_Required work_: Could you update the listing below by changing every "jacket" to "coat" and leaving everything else as it is?

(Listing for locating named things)
━━━━━━━━━━

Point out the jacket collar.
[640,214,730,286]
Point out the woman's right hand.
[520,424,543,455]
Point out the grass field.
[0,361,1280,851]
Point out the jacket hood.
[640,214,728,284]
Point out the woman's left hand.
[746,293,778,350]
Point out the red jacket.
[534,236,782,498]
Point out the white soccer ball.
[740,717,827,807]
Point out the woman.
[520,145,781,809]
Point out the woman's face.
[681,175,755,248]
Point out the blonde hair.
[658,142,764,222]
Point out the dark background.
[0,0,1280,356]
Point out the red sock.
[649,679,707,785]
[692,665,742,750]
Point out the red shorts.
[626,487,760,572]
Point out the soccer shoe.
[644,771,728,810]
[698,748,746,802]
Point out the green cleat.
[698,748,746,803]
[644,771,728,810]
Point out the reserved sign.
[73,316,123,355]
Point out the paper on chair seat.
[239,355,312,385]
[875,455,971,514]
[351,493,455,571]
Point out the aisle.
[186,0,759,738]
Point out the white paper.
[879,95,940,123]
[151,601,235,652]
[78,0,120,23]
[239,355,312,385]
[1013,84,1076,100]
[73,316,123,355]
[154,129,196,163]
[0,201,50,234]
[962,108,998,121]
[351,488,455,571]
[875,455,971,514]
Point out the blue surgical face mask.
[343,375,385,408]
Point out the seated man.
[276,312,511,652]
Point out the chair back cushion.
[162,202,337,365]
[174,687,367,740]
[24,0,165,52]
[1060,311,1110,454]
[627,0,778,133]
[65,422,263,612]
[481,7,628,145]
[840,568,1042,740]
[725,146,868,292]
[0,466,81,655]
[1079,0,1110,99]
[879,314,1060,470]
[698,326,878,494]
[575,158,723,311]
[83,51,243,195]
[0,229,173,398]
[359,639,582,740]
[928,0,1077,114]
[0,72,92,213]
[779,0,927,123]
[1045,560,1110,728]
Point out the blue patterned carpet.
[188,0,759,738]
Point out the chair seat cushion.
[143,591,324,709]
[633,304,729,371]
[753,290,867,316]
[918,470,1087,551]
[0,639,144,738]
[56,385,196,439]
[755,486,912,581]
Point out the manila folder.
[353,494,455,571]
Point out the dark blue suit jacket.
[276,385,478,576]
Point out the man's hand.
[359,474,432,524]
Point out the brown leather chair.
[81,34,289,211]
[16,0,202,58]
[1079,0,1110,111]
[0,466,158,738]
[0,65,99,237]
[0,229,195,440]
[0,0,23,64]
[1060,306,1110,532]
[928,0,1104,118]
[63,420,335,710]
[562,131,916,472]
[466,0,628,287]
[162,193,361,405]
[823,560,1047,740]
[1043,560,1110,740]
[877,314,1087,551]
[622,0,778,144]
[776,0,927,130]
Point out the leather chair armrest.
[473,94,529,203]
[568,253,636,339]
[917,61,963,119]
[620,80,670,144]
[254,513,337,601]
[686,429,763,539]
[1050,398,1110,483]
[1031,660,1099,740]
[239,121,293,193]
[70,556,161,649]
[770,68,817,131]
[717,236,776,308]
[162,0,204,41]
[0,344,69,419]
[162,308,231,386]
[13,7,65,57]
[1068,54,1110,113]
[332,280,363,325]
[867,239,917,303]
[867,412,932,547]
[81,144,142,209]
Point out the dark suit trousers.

━━━━━━━━━━

_Completed task_:
Point out the coat collar.
[640,214,730,286]
Point out the woman's right hand.
[520,424,543,455]
Point out the grass field.
[0,361,1280,851]
Point out the coat hood.
[640,214,728,284]
Point out the woman's left hand.
[746,293,778,350]
Point out the red coat.
[534,236,782,498]
Point out the white soccer ball.
[740,717,827,807]
Point out the woman.
[520,145,781,809]
Point out the woman's face.
[681,175,755,248]
Point out the blonde hair.
[658,142,764,222]
Point out the dark background.
[0,0,1280,356]
Point out the red sock.
[649,679,707,785]
[692,665,742,750]
Point out the red shorts.
[626,487,760,572]
Point out the soccer shoe.
[644,771,728,810]
[698,748,746,802]
Point out the green cleat.
[698,748,746,803]
[644,771,728,810]
Point out the reserved sign.
[73,316,123,355]
Point out the paper on chair seat.
[239,355,312,385]
[875,455,971,514]
[351,493,455,571]
Point out the aisle.
[186,0,759,738]
Point out the white paper.
[879,95,940,123]
[151,601,235,652]
[78,0,120,23]
[239,355,312,385]
[1013,84,1076,100]
[73,316,123,355]
[154,129,196,163]
[0,201,50,234]
[962,108,998,121]
[351,488,455,571]
[875,455,971,514]
Point out the blue surgical face mask.
[343,375,385,408]
Point out the seated man.
[276,312,511,652]
Point out the chair back cushion.
[162,202,337,365]
[174,687,367,740]
[24,0,165,52]
[1060,311,1110,454]
[627,0,778,133]
[65,422,263,612]
[481,7,628,145]
[840,568,1042,740]
[725,146,868,292]
[0,466,81,655]
[1079,0,1110,99]
[879,314,1060,470]
[698,326,878,494]
[575,158,723,311]
[83,51,243,195]
[0,229,173,398]
[359,639,582,740]
[928,0,1077,114]
[0,72,92,213]
[779,0,927,123]
[1045,560,1110,728]
Point out the blue patterned carpet.
[188,0,759,738]
Point out the chair seat cushion.
[143,591,324,709]
[633,304,729,371]
[753,290,867,316]
[918,470,1087,551]
[0,639,144,738]
[56,385,196,439]
[755,486,912,581]
Point out the manila folder.
[353,494,455,571]
Point out the dark blue suit coat.
[276,385,478,576]
Point out the man's hand.
[359,474,432,524]
Point out the brown leather chair.
[81,34,289,211]
[16,0,202,58]
[1079,0,1110,111]
[0,466,158,738]
[0,65,99,237]
[0,229,195,440]
[0,0,23,64]
[1060,306,1110,532]
[928,0,1104,118]
[63,420,335,710]
[562,131,916,472]
[466,0,628,287]
[162,193,361,405]
[823,560,1047,740]
[1043,560,1110,740]
[877,314,1087,551]
[622,0,778,144]
[776,0,927,130]
Point out the leather chair armrest.
[473,94,529,203]
[568,253,636,339]
[917,61,963,119]
[620,80,670,144]
[254,513,337,601]
[686,429,763,539]
[1050,398,1110,483]
[1031,660,1099,740]
[239,121,293,193]
[70,556,161,649]
[770,68,817,131]
[717,236,776,308]
[162,0,204,41]
[0,344,69,419]
[162,308,231,386]
[13,7,65,57]
[1068,54,1110,113]
[332,280,363,325]
[867,239,917,303]
[867,412,932,547]
[81,144,142,209]
Point out the dark suit trousers.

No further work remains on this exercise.